Copy, without any change, the lines from the one that holds "Definition of the keypoint: for every instance of the yellow" through the final line of the material below.
╭─ Provided material
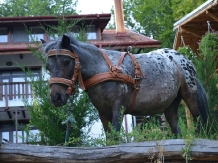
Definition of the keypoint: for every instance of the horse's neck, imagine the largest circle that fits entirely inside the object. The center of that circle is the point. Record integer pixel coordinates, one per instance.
(92, 62)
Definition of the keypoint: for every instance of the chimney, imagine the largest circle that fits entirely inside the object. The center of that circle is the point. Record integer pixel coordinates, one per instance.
(119, 18)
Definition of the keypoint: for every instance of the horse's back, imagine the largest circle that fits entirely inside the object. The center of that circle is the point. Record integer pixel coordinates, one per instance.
(160, 86)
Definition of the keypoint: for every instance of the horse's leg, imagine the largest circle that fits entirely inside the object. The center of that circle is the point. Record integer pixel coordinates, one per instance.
(191, 101)
(105, 120)
(117, 117)
(171, 114)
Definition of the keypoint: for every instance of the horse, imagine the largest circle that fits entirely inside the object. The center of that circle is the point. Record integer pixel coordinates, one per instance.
(157, 81)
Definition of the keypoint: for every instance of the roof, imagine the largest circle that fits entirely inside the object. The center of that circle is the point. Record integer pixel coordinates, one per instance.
(101, 19)
(109, 38)
(194, 25)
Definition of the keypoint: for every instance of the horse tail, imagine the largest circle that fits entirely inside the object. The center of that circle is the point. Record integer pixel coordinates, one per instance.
(202, 102)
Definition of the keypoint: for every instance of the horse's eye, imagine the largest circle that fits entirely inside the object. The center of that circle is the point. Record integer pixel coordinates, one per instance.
(66, 62)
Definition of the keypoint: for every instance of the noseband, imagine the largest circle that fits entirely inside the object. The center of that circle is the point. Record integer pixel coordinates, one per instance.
(77, 73)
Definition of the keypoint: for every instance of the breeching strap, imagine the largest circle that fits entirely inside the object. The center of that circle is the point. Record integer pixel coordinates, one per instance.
(114, 74)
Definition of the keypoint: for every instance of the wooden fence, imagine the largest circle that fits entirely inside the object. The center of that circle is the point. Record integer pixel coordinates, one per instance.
(202, 151)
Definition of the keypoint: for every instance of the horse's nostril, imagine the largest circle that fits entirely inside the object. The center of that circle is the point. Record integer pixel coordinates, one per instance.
(57, 98)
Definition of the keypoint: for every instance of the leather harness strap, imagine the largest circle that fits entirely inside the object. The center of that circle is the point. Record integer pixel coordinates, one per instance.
(77, 73)
(114, 74)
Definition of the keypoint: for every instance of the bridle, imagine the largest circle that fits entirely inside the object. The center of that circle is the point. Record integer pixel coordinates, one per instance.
(77, 73)
(114, 73)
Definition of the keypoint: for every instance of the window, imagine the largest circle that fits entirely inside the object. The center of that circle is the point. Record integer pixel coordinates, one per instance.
(3, 35)
(20, 34)
(36, 34)
(75, 31)
(91, 32)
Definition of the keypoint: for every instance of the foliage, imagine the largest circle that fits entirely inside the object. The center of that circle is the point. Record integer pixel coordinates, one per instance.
(37, 8)
(207, 63)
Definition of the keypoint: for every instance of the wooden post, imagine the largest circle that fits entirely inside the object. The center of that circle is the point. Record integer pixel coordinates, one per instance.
(119, 18)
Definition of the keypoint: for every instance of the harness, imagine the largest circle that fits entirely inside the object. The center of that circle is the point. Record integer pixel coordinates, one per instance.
(114, 73)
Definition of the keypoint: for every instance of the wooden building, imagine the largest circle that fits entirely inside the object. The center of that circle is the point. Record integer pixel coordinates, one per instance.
(191, 28)
(14, 41)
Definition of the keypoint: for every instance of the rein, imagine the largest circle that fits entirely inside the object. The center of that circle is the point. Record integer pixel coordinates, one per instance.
(114, 73)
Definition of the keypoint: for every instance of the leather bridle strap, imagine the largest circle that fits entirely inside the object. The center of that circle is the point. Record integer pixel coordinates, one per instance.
(77, 73)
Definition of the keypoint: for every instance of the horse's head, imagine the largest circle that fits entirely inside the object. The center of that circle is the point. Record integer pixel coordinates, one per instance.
(60, 63)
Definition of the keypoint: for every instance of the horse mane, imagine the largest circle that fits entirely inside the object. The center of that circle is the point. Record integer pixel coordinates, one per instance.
(75, 44)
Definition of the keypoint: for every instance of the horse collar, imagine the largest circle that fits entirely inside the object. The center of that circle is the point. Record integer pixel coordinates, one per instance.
(114, 73)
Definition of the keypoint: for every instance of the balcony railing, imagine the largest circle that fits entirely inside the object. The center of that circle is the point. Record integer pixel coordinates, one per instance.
(14, 90)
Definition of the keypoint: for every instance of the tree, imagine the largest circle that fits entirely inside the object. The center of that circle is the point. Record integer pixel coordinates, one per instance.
(155, 18)
(37, 8)
(206, 64)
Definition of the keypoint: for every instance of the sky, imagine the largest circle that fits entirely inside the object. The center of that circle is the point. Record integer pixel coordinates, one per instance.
(94, 6)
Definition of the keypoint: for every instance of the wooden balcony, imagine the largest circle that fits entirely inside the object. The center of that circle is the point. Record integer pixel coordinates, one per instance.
(13, 91)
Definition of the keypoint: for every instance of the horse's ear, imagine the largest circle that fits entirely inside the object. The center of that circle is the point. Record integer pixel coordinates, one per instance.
(65, 42)
(43, 42)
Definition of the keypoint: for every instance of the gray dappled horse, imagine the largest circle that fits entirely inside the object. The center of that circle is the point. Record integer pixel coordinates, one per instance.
(165, 77)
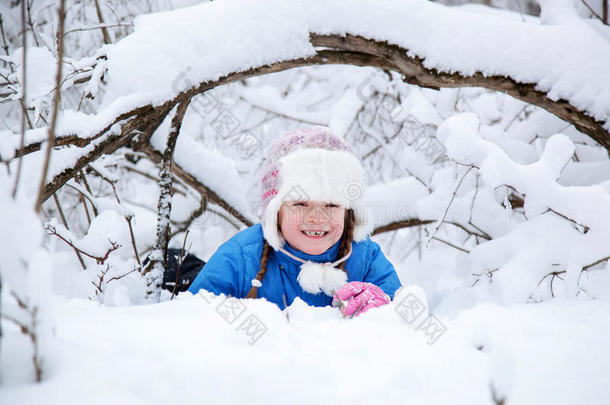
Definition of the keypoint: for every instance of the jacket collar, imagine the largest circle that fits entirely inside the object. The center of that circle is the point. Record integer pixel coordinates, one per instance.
(329, 256)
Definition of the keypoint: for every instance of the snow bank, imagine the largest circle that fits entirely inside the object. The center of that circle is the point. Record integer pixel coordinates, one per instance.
(194, 350)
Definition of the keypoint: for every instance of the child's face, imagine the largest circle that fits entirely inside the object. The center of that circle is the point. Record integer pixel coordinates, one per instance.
(311, 227)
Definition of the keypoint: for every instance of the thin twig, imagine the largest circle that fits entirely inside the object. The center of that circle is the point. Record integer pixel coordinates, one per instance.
(23, 95)
(56, 100)
(100, 16)
(454, 194)
(63, 220)
(99, 259)
(599, 17)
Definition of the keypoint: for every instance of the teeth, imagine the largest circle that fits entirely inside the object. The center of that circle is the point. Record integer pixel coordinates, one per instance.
(313, 233)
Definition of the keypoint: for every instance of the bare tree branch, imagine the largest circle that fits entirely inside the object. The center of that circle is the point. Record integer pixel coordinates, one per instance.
(56, 101)
(153, 272)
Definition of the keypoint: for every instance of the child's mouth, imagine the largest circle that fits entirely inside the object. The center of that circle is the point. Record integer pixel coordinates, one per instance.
(314, 234)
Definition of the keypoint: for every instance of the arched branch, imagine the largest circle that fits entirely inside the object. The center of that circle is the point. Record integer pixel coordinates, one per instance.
(333, 49)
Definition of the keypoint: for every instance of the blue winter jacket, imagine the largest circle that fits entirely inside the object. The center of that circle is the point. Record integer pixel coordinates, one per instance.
(231, 269)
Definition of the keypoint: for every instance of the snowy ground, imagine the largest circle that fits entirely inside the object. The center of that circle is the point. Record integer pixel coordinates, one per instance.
(185, 351)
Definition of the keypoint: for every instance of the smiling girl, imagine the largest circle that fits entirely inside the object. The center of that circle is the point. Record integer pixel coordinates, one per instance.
(313, 239)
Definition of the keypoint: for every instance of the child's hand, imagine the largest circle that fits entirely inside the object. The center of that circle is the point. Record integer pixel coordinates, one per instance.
(357, 297)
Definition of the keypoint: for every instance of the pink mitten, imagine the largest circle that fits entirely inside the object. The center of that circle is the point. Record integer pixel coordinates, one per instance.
(357, 297)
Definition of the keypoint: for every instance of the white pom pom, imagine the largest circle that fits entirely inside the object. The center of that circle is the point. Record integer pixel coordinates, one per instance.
(315, 278)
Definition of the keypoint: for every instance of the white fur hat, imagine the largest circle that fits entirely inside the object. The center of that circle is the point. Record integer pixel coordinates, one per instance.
(312, 165)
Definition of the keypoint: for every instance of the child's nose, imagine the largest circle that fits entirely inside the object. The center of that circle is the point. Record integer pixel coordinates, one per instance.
(316, 215)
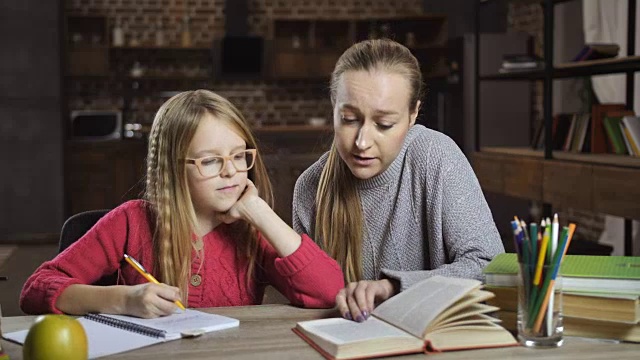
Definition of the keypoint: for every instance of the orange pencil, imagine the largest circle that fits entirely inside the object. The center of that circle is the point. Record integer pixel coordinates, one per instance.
(136, 265)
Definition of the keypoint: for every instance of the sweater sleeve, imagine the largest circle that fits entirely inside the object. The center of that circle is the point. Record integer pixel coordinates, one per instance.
(94, 255)
(308, 277)
(468, 233)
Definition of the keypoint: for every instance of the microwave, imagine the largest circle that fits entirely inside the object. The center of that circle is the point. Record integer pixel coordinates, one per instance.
(96, 125)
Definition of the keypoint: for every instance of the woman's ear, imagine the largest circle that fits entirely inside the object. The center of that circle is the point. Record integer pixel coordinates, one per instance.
(414, 114)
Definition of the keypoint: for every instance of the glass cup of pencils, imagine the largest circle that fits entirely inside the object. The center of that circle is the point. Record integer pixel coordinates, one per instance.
(540, 248)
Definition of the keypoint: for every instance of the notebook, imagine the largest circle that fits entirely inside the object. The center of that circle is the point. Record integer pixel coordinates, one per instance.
(113, 334)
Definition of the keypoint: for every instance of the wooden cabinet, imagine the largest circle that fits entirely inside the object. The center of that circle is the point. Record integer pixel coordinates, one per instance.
(599, 183)
(102, 175)
(87, 46)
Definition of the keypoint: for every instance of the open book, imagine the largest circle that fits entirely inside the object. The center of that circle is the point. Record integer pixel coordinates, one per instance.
(112, 334)
(436, 314)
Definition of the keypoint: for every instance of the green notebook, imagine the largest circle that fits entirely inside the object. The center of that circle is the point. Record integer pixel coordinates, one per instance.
(580, 273)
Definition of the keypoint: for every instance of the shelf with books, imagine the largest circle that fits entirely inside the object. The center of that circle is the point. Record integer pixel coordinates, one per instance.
(598, 182)
(574, 69)
(602, 159)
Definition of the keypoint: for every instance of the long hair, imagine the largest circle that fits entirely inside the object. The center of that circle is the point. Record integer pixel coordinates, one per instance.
(339, 221)
(167, 188)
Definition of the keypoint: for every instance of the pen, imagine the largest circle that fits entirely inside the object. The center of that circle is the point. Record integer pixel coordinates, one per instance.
(136, 265)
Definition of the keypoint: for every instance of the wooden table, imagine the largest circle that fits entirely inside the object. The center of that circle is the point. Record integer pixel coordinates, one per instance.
(265, 333)
(5, 254)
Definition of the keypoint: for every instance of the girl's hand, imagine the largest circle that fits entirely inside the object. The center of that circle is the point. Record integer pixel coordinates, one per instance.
(358, 299)
(151, 300)
(240, 210)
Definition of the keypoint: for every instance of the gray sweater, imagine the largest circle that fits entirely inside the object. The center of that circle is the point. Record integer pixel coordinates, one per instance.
(425, 215)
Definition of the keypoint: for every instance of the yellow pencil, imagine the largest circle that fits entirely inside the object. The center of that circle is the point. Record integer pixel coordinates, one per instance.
(136, 265)
(541, 256)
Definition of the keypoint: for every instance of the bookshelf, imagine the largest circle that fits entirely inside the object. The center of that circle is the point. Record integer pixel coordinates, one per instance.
(601, 183)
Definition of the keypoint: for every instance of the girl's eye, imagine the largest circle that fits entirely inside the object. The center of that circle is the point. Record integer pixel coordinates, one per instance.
(212, 161)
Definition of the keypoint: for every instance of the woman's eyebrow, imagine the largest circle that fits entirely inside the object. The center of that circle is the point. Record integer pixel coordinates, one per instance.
(217, 152)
╰─
#### Exercise result:
Definition of the keypoint: for every instance of the yellow pencil, imagine the largest circle that fits entirely inside the object. The center of that circle is the point. Record integer pixel coordinates, one per instance.
(136, 265)
(541, 256)
Definition of the keypoint: for every instance of the bookshelf, imagine the largest circle that fits entirely inside the object. The center of that circle is the point. Record integer pixel coordinates, one per instance.
(601, 183)
Definition of the keypoint: for every instance of the girl's eye, imagine the largest circle that fits entirely inside the object. The center of that circle is the point. Record integer pixel coordinates, one per instance.
(212, 161)
Definition of the keypoint: for every instance of the woman's eyebrow, imagine the largest circle that fits entirely inside the object. The center of that circle is the point. Record integer pixel coordinates, one per instance.
(217, 152)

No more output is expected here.